━━━━━ Records for this exercise

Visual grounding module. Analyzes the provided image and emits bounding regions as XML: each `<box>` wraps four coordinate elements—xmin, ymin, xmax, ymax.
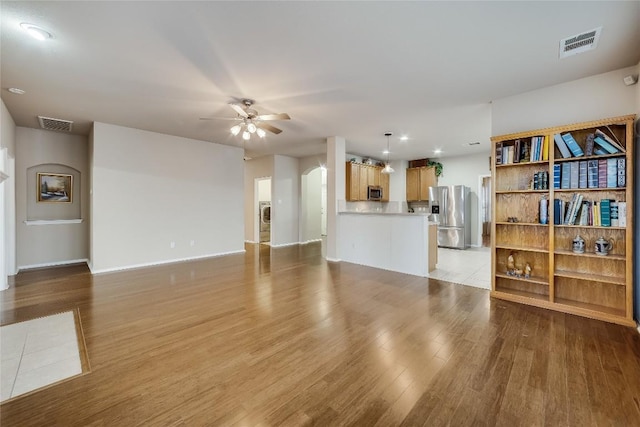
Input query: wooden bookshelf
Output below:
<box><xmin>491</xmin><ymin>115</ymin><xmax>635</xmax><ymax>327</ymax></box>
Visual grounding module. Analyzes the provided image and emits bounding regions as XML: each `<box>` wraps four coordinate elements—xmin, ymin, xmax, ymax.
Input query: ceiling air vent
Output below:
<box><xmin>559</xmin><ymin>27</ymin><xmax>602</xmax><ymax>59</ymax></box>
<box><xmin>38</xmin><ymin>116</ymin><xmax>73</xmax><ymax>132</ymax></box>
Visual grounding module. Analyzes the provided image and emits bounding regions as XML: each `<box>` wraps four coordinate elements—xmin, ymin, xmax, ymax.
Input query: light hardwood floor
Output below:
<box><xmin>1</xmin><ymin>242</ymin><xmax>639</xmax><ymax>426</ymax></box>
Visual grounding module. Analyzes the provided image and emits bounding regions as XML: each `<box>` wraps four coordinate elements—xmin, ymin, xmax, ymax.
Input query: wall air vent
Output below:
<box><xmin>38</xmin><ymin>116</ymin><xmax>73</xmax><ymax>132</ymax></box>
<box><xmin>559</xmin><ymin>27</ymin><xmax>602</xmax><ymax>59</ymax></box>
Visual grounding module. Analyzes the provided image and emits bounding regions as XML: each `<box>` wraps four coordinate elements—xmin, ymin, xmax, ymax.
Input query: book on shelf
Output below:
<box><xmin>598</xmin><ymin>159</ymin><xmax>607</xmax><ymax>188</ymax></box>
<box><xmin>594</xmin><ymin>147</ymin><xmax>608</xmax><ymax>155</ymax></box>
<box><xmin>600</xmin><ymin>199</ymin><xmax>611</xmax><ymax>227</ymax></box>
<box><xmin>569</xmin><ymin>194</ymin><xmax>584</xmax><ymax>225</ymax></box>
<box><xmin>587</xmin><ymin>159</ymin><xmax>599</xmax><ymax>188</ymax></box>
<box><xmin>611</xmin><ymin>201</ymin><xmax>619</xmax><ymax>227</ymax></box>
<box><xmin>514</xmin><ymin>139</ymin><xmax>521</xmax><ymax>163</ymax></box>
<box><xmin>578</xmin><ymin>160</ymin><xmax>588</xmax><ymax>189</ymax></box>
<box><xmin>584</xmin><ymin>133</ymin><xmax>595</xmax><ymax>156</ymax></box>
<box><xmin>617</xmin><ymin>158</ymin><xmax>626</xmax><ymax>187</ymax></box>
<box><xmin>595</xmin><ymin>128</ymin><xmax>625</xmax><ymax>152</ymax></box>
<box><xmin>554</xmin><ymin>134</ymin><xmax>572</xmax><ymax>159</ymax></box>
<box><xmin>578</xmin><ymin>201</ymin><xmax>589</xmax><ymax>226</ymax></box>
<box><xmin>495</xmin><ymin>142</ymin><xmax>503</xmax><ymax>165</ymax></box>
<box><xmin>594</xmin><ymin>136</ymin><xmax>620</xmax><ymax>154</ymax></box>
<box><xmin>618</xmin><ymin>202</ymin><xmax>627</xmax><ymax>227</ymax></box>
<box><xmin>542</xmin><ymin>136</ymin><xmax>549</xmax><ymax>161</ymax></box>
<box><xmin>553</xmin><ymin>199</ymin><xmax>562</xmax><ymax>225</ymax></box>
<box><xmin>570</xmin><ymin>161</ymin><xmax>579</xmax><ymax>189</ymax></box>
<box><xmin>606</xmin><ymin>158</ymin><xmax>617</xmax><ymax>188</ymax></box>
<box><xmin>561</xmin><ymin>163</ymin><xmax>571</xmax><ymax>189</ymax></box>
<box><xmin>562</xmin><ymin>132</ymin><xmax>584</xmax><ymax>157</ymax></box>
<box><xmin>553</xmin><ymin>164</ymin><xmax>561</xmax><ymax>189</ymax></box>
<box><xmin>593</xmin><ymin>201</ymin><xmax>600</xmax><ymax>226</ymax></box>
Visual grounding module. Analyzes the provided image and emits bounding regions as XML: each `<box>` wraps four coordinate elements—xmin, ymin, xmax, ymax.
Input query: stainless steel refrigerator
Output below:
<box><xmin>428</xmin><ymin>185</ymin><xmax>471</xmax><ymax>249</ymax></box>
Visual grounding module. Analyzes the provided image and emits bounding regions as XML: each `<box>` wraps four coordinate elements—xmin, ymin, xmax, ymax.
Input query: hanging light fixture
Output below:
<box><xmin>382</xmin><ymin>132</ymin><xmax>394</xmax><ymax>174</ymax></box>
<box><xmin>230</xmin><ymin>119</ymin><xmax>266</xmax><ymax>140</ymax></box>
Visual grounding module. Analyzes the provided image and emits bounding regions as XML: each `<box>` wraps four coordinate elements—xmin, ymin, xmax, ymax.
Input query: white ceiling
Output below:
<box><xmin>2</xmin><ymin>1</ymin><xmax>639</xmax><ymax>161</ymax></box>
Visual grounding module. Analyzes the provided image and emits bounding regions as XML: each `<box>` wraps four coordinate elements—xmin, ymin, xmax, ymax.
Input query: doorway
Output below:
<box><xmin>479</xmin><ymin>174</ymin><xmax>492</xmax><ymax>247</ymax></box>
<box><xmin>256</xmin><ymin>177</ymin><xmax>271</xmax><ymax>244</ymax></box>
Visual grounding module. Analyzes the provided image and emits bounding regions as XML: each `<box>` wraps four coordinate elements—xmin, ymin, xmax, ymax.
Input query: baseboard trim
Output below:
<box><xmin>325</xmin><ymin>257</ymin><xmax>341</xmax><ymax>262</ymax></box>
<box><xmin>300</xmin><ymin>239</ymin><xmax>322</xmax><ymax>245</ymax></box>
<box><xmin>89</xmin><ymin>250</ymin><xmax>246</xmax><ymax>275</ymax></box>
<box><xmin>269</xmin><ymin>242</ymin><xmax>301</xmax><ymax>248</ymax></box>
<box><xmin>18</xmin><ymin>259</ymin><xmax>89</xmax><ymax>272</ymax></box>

━━━━━━━━━━

* _To do_: Go through the entries and retype them exactly, except for the images.

* _Reply_:
Visual grounding module. Analyzes the provided image and emits bounding regions as XML: each `<box>` wraps four coordinate elements—xmin, ymin, xmax, ymax.
Input query: wooden bookshelf
Output below:
<box><xmin>491</xmin><ymin>115</ymin><xmax>635</xmax><ymax>327</ymax></box>
Visual grounding module. Analyzes the provided image and emits bounding regions as XML: each `<box>` wraps four coordinate elements—xmin, ymin, xmax, ymax.
Input query: ceiling air vent
Output below:
<box><xmin>559</xmin><ymin>27</ymin><xmax>602</xmax><ymax>59</ymax></box>
<box><xmin>38</xmin><ymin>116</ymin><xmax>73</xmax><ymax>132</ymax></box>
Visual grounding module. Analyzes the provided image and emits bounding regions as XML: each `<box>` wraps four coordinate elements—xmin, ymin, xmax, ymax.
Input query: light hardwood floor
Output below:
<box><xmin>1</xmin><ymin>242</ymin><xmax>639</xmax><ymax>426</ymax></box>
Visual grounding module. Analyzes the provided image and emits bounding regions as XML: each `<box>` wraps four coordinate elements—xmin, ymin, xmax, ymax.
Input query: wall air vent
Output below:
<box><xmin>38</xmin><ymin>116</ymin><xmax>73</xmax><ymax>132</ymax></box>
<box><xmin>559</xmin><ymin>27</ymin><xmax>602</xmax><ymax>59</ymax></box>
Visual grounding module. Analyzes the provided image and emits bounding regions as XML: each `<box>` wraps four coordinate elements—xmin, ymin, xmax, ymax.
Input query: book on shelf
Output below:
<box><xmin>598</xmin><ymin>159</ymin><xmax>607</xmax><ymax>188</ymax></box>
<box><xmin>594</xmin><ymin>147</ymin><xmax>608</xmax><ymax>155</ymax></box>
<box><xmin>600</xmin><ymin>199</ymin><xmax>611</xmax><ymax>227</ymax></box>
<box><xmin>569</xmin><ymin>194</ymin><xmax>584</xmax><ymax>225</ymax></box>
<box><xmin>587</xmin><ymin>159</ymin><xmax>599</xmax><ymax>188</ymax></box>
<box><xmin>611</xmin><ymin>201</ymin><xmax>619</xmax><ymax>227</ymax></box>
<box><xmin>514</xmin><ymin>139</ymin><xmax>521</xmax><ymax>163</ymax></box>
<box><xmin>578</xmin><ymin>160</ymin><xmax>588</xmax><ymax>189</ymax></box>
<box><xmin>584</xmin><ymin>133</ymin><xmax>595</xmax><ymax>156</ymax></box>
<box><xmin>617</xmin><ymin>158</ymin><xmax>626</xmax><ymax>187</ymax></box>
<box><xmin>595</xmin><ymin>128</ymin><xmax>625</xmax><ymax>152</ymax></box>
<box><xmin>554</xmin><ymin>134</ymin><xmax>572</xmax><ymax>159</ymax></box>
<box><xmin>578</xmin><ymin>201</ymin><xmax>589</xmax><ymax>226</ymax></box>
<box><xmin>495</xmin><ymin>142</ymin><xmax>503</xmax><ymax>165</ymax></box>
<box><xmin>594</xmin><ymin>136</ymin><xmax>620</xmax><ymax>154</ymax></box>
<box><xmin>618</xmin><ymin>202</ymin><xmax>627</xmax><ymax>227</ymax></box>
<box><xmin>542</xmin><ymin>136</ymin><xmax>549</xmax><ymax>161</ymax></box>
<box><xmin>553</xmin><ymin>199</ymin><xmax>562</xmax><ymax>225</ymax></box>
<box><xmin>570</xmin><ymin>161</ymin><xmax>579</xmax><ymax>189</ymax></box>
<box><xmin>606</xmin><ymin>158</ymin><xmax>617</xmax><ymax>188</ymax></box>
<box><xmin>561</xmin><ymin>163</ymin><xmax>571</xmax><ymax>189</ymax></box>
<box><xmin>562</xmin><ymin>132</ymin><xmax>584</xmax><ymax>157</ymax></box>
<box><xmin>553</xmin><ymin>164</ymin><xmax>561</xmax><ymax>189</ymax></box>
<box><xmin>593</xmin><ymin>201</ymin><xmax>600</xmax><ymax>226</ymax></box>
Visual grounding module. Analyzes the provided image and emits bounding regions as XML: each `<box>` wraps four coordinate elements—xmin, ymin, xmax, ymax.
Input query: stainless steel refrigerator
Output below:
<box><xmin>428</xmin><ymin>185</ymin><xmax>471</xmax><ymax>249</ymax></box>
Visual grounding module. Analyzes the provided image and emits bounding regions as XML: each `<box>` wraps four coordinate elements—xmin, ymin, xmax, ymax.
Input query: hanging light fixture
Output below:
<box><xmin>382</xmin><ymin>132</ymin><xmax>394</xmax><ymax>174</ymax></box>
<box><xmin>230</xmin><ymin>119</ymin><xmax>266</xmax><ymax>140</ymax></box>
Visual grounding module. Analyzes the provided image and emits bounding regions as XML: each `<box>` wraps four coordinate elements—xmin, ymin, xmax, ymax.
Input query: white ceiling
Output below:
<box><xmin>2</xmin><ymin>1</ymin><xmax>639</xmax><ymax>161</ymax></box>
Visual grounding module. Analyzes the provided image and emits bounding regions as XML: each `<box>` wraps four coordinate elements—xmin, ymin, xmax, ymax.
Input query: doorway
Output below:
<box><xmin>479</xmin><ymin>174</ymin><xmax>492</xmax><ymax>247</ymax></box>
<box><xmin>256</xmin><ymin>177</ymin><xmax>271</xmax><ymax>244</ymax></box>
Visual grounding module. Analyzes the provided image and emits bounding regions as XML: each `<box>` wraps four coordinate elements—xmin, ymin, xmax, ymax.
Input query: baseboard trim
Output below:
<box><xmin>325</xmin><ymin>257</ymin><xmax>341</xmax><ymax>262</ymax></box>
<box><xmin>300</xmin><ymin>239</ymin><xmax>322</xmax><ymax>245</ymax></box>
<box><xmin>89</xmin><ymin>250</ymin><xmax>246</xmax><ymax>275</ymax></box>
<box><xmin>269</xmin><ymin>242</ymin><xmax>301</xmax><ymax>248</ymax></box>
<box><xmin>18</xmin><ymin>259</ymin><xmax>89</xmax><ymax>272</ymax></box>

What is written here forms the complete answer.